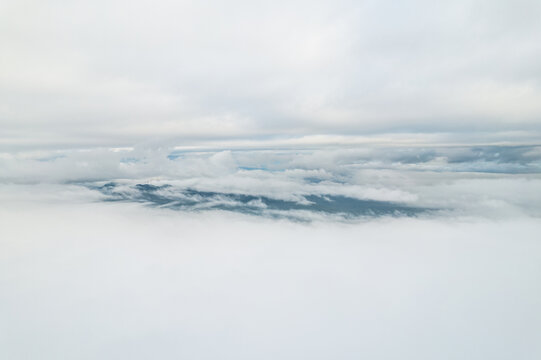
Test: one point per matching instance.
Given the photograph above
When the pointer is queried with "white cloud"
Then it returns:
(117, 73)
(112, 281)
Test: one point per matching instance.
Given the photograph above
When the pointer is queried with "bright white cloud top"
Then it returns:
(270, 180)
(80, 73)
--
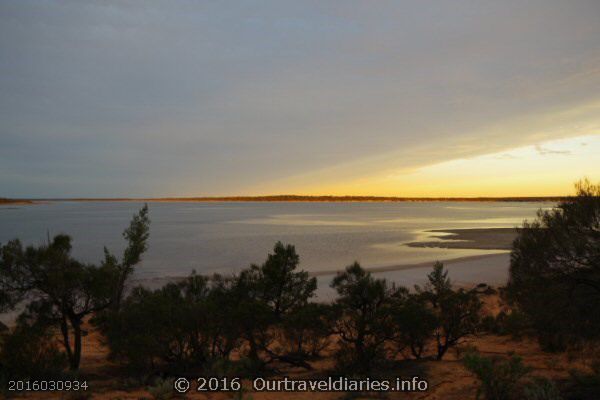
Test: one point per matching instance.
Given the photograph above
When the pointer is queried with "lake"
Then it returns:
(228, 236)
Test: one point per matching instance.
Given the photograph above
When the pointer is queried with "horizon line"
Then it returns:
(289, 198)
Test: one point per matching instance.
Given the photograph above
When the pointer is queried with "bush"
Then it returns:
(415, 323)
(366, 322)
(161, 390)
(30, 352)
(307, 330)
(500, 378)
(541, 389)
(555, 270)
==
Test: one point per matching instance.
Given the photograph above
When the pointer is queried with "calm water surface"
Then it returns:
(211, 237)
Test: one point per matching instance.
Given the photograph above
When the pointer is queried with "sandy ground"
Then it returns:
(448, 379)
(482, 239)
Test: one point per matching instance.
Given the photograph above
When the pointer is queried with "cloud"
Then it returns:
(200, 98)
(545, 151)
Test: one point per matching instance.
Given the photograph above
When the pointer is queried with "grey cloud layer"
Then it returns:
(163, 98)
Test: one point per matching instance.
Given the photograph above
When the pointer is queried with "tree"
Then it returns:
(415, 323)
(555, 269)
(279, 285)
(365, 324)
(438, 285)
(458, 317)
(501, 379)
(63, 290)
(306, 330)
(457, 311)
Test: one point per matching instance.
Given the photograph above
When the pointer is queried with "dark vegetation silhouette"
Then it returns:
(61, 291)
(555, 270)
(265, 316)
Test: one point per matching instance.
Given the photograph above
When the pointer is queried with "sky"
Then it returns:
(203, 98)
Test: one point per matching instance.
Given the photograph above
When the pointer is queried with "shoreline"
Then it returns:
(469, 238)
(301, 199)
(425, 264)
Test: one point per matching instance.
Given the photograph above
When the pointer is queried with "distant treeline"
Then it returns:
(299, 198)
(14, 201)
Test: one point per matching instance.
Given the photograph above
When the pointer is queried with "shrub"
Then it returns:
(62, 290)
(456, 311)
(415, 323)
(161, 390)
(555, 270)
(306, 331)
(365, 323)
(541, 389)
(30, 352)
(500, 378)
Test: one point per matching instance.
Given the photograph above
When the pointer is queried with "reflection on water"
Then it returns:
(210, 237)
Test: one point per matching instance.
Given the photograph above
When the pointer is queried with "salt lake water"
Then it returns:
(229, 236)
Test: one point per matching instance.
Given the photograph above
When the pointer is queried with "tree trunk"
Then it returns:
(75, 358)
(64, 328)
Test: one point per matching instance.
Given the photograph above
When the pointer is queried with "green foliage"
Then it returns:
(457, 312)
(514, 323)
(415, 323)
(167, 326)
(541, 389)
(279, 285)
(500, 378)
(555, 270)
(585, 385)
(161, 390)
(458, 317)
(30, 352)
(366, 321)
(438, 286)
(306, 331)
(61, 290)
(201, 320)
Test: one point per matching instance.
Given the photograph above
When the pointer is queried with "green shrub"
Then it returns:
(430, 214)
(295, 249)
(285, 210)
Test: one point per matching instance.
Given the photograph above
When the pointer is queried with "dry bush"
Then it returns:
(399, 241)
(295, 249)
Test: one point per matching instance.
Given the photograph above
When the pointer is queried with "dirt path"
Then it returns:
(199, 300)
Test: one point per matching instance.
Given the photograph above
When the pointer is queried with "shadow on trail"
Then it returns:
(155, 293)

◆ Problem to work on ◆
For every line of the material that holds the word "white", make a copy.

◆ Task solution ◆
When the pointer is queried with "white cloud"
When the pointer is queried with "bright white cloud top"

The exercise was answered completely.